Problem to solve:
Write out only the lines running from the one that contains "negative clicks: (425, 161) (435, 161)" to the end of the material, both ends included.

BEGIN

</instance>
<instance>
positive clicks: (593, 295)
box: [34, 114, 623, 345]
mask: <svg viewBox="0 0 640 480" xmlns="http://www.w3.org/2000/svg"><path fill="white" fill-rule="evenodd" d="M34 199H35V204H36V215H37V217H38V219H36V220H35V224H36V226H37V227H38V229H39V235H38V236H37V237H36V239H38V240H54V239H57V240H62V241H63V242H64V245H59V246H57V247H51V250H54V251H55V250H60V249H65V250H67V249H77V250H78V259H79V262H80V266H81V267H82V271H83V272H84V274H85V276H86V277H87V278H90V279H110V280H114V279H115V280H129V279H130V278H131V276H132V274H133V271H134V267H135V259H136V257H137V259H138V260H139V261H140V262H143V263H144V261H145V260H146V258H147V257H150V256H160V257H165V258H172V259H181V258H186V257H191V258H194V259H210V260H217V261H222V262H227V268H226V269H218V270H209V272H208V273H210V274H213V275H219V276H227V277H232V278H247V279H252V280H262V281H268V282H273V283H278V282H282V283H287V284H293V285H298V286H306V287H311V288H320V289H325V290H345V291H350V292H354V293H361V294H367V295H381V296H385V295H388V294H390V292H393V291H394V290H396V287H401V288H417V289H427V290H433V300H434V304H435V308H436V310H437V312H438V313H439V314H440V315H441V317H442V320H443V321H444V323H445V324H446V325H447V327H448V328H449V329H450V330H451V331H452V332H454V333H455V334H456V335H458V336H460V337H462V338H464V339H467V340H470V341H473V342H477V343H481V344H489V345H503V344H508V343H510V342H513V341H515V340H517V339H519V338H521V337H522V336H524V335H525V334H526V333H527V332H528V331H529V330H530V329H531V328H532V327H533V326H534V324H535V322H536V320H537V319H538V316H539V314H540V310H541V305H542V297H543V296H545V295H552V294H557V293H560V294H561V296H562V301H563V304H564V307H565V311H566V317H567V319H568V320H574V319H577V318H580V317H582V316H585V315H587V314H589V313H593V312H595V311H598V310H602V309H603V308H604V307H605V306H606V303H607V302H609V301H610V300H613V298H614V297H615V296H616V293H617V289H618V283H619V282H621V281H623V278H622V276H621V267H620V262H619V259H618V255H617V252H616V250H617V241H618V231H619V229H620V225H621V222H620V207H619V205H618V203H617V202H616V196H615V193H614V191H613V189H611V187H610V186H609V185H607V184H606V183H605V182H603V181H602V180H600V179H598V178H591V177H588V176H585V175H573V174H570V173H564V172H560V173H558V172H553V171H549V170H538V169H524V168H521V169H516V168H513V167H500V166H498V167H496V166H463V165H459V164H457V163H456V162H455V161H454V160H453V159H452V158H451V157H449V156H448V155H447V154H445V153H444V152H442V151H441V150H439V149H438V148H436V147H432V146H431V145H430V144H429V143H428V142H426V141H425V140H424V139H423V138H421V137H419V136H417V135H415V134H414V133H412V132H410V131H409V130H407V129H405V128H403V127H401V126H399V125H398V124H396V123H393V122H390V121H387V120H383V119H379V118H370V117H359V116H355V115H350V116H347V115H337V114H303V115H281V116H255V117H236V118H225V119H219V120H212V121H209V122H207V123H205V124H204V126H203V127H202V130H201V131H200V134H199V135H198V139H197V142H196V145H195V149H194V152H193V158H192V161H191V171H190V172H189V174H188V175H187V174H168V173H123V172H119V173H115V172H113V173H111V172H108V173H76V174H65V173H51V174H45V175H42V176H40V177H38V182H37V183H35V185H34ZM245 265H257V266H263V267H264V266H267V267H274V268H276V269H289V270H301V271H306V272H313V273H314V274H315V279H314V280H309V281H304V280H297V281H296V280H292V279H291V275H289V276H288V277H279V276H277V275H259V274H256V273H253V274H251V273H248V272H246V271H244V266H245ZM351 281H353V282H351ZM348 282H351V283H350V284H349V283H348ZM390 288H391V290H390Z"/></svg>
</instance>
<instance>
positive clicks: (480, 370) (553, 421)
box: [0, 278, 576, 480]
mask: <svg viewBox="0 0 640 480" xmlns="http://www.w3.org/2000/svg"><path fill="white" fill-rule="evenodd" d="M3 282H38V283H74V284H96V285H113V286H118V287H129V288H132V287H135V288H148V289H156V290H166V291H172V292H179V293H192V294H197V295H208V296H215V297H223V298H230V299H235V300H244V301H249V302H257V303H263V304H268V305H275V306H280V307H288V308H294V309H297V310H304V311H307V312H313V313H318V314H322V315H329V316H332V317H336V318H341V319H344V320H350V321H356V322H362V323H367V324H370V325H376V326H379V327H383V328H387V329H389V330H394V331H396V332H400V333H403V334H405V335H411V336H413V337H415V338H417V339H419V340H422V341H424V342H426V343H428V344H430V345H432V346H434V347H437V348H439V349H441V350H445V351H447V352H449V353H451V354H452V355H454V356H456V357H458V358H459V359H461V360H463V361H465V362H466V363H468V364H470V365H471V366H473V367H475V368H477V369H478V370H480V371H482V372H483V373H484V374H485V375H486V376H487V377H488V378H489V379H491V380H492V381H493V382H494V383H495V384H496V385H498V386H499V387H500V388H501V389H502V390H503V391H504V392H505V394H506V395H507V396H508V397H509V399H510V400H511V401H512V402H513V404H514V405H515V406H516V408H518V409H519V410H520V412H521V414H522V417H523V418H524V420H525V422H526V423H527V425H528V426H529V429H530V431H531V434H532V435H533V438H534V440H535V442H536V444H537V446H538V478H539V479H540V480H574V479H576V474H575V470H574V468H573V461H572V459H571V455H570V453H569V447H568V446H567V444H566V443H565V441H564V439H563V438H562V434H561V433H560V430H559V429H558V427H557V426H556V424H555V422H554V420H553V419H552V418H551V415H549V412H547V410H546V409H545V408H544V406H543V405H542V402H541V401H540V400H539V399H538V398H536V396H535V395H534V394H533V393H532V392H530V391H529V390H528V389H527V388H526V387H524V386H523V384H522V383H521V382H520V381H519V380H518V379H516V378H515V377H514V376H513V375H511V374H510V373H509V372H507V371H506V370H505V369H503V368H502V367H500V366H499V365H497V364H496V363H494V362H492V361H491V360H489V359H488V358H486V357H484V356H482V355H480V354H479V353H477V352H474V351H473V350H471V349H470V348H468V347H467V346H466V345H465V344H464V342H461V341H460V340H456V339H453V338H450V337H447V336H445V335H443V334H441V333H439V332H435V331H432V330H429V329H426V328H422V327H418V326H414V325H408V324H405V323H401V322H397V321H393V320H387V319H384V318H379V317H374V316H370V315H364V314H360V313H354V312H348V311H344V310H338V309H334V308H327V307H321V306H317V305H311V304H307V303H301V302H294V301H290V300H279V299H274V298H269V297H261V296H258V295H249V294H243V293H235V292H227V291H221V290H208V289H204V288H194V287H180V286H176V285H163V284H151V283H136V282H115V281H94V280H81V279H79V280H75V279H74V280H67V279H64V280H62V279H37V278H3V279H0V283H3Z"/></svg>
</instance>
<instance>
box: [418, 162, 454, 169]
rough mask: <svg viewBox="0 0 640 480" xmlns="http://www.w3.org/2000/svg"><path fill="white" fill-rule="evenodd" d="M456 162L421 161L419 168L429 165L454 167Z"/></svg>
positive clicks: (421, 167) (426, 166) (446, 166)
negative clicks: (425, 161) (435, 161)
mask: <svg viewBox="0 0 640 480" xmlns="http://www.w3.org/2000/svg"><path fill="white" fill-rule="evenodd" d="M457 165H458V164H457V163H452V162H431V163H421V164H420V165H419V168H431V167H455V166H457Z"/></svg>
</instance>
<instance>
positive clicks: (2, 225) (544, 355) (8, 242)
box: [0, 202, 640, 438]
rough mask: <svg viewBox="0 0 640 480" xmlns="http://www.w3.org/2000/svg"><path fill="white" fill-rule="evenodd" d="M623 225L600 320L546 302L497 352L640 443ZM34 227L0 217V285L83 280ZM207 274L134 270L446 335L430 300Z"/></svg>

END

Expected output:
negative clicks: (425, 161) (435, 161)
mask: <svg viewBox="0 0 640 480" xmlns="http://www.w3.org/2000/svg"><path fill="white" fill-rule="evenodd" d="M457 165H458V164H457V163H452V162H431V163H421V164H420V165H419V168H431V167H455V166H457Z"/></svg>
</instance>
<instance>
positive clicks: (2, 225) (544, 355) (8, 242)
box: [0, 202, 640, 438]
rough mask: <svg viewBox="0 0 640 480" xmlns="http://www.w3.org/2000/svg"><path fill="white" fill-rule="evenodd" d="M623 225L600 320L546 302L497 352L640 443ZM34 227L0 217V285L83 280ZM207 274L134 270L446 335L430 300Z"/></svg>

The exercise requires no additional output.